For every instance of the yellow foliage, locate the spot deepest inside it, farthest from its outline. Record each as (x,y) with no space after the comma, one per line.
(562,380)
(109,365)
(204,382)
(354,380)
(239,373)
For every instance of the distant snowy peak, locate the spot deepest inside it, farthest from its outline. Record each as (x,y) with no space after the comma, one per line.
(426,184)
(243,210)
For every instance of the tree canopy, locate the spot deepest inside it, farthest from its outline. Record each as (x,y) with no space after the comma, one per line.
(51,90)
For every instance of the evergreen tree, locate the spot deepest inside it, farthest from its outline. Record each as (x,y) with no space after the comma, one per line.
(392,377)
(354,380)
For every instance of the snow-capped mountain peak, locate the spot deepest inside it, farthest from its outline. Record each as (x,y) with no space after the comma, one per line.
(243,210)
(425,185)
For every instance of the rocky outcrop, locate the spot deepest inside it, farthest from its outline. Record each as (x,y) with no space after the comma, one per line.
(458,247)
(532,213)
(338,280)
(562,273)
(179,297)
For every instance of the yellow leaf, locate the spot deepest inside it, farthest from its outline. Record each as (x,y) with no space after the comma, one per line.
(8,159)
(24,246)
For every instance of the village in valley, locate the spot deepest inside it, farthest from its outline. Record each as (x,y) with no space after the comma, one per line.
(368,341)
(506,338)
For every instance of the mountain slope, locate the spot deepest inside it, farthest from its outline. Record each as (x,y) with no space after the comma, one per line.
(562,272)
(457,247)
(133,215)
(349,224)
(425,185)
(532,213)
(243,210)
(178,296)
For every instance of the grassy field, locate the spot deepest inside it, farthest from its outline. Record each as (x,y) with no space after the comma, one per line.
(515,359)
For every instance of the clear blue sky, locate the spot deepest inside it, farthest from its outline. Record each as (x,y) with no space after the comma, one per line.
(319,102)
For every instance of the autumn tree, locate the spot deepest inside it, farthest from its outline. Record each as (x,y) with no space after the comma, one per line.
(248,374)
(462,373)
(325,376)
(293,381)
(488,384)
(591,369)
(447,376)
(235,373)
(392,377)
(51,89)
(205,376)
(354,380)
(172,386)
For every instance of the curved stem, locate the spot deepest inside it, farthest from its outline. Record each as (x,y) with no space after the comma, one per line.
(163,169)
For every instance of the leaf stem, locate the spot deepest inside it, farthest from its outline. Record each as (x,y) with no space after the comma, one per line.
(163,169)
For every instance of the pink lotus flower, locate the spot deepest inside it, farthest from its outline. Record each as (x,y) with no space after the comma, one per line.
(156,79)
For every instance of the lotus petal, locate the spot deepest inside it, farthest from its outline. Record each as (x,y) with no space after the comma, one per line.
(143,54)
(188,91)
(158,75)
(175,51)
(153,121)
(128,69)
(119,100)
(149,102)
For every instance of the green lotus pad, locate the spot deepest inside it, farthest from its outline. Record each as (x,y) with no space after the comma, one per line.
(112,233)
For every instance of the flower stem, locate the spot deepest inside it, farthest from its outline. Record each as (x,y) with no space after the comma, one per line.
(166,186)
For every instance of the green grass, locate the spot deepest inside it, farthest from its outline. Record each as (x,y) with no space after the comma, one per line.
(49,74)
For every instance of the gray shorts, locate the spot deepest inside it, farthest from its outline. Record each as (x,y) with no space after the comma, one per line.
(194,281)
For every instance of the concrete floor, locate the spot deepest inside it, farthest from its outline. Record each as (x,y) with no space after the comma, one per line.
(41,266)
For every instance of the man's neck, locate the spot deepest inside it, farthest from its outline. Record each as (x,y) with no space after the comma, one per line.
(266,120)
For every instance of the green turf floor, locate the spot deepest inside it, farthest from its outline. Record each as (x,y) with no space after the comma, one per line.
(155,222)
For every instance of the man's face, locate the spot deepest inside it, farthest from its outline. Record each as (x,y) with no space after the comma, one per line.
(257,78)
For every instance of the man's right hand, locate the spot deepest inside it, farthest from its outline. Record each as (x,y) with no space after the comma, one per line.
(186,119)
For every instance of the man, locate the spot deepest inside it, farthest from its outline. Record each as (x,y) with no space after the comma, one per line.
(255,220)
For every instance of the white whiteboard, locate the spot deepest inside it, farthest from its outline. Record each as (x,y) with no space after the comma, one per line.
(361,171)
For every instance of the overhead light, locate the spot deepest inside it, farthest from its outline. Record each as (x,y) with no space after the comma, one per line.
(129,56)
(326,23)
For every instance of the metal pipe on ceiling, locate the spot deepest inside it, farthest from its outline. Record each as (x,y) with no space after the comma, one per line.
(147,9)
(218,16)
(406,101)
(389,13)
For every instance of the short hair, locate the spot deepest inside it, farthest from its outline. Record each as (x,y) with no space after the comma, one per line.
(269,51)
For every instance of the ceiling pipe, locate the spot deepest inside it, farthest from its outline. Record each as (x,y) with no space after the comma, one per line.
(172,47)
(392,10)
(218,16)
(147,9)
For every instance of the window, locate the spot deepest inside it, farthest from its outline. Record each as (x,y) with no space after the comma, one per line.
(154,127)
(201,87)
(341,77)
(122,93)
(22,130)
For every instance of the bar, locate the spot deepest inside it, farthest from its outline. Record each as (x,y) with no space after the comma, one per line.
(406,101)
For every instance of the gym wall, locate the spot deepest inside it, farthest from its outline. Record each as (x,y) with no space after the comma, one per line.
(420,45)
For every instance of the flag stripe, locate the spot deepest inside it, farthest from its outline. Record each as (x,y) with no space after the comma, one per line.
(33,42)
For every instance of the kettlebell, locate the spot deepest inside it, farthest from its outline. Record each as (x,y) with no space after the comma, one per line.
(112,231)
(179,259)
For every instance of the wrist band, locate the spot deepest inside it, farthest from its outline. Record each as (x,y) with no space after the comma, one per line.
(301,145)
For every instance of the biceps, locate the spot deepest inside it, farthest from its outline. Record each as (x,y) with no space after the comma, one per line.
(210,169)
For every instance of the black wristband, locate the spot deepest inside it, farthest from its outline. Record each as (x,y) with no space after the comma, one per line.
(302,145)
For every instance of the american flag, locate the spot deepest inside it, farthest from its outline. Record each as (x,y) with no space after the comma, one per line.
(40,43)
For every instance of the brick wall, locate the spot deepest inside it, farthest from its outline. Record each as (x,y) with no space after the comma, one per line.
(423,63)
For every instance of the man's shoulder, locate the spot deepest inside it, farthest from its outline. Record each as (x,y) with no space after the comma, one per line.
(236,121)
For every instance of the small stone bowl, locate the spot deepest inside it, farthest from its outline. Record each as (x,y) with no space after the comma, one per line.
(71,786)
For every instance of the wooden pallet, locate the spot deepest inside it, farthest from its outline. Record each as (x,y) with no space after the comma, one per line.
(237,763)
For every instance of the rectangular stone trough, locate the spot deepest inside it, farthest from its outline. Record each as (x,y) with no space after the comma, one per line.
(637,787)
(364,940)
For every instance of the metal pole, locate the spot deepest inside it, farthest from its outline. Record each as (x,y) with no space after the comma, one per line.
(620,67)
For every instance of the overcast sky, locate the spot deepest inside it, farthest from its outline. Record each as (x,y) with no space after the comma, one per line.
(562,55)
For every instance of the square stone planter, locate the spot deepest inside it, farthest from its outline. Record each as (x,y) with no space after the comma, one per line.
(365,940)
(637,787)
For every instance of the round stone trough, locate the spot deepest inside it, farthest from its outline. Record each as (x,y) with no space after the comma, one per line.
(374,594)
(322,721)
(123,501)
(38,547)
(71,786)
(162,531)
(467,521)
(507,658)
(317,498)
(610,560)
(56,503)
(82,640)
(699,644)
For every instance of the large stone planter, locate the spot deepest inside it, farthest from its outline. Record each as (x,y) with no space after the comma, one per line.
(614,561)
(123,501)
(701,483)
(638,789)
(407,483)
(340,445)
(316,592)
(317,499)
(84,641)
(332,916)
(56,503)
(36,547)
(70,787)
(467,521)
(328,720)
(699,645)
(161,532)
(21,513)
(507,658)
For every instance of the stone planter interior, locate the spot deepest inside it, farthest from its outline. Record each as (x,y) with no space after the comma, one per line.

━━━━━━━━━━

**Given request**
Repeat only what runs from the line holding "For every instance of the man's shoulder, locate" to the end of the data, keeping every line exactly as written, first and last included.

**Exercise solution**
For every instance of the man's shoulder, locate the spot deepest inside it, farthest from its outline. Record each as (x,y) with no space after the comma, one per line.
(236,121)
For every instance of the small stone bowl, locate the spot deepest inside it, farthest from its outline. Record each as (x,y) with no space after the comma, one per line.
(71,786)
For every instance of the wooden pallet, locate the spot deepest inside it, farthest from its outline. Record each as (x,y) with no space after the comma, one per line.
(237,763)
For every instance of the rectangular stone trough, locate the spot deepest inside it, farthest from its outline. Record each as (x,y) with no space after the comma, one per line.
(637,787)
(364,940)
For every instance of the metal pole, locate the spot deepest inside it, farthest from its outline. Record each as (x,y) with no space after the comma, one per line.
(620,67)
For every instance of the overcast sky, locate the spot deepest inside it, farthest from its outline. Record each as (x,y) with no space after the comma, one per line.
(562,55)
For every instance of the square stone planter, locate the spot deepest inside it, farthest from its outline. Record each as (x,y) with no space after the comma, one per line.
(365,940)
(637,787)
For every instance of the round stone trough, locate the spot deepest inside it, farthest from its outline. Record each as (x,y) with no space after the comma, one per line.
(374,594)
(322,721)
(123,501)
(38,547)
(71,786)
(162,531)
(467,521)
(507,658)
(317,498)
(610,560)
(56,503)
(82,640)
(699,644)
For every instance of the large stone planter, locate the spot deepest inside it, farthest from its outline. Record each as (x,y) with no space after the comma, one per line.
(614,561)
(123,501)
(701,483)
(638,789)
(407,483)
(340,445)
(316,592)
(317,499)
(84,641)
(332,916)
(56,503)
(36,547)
(70,787)
(467,521)
(328,720)
(699,645)
(161,532)
(21,513)
(507,658)
For every instance of the stone planter interior, locate the spot deepest inside it, farthest from its outline. Record each as (x,y) with no space after the comma, one per line.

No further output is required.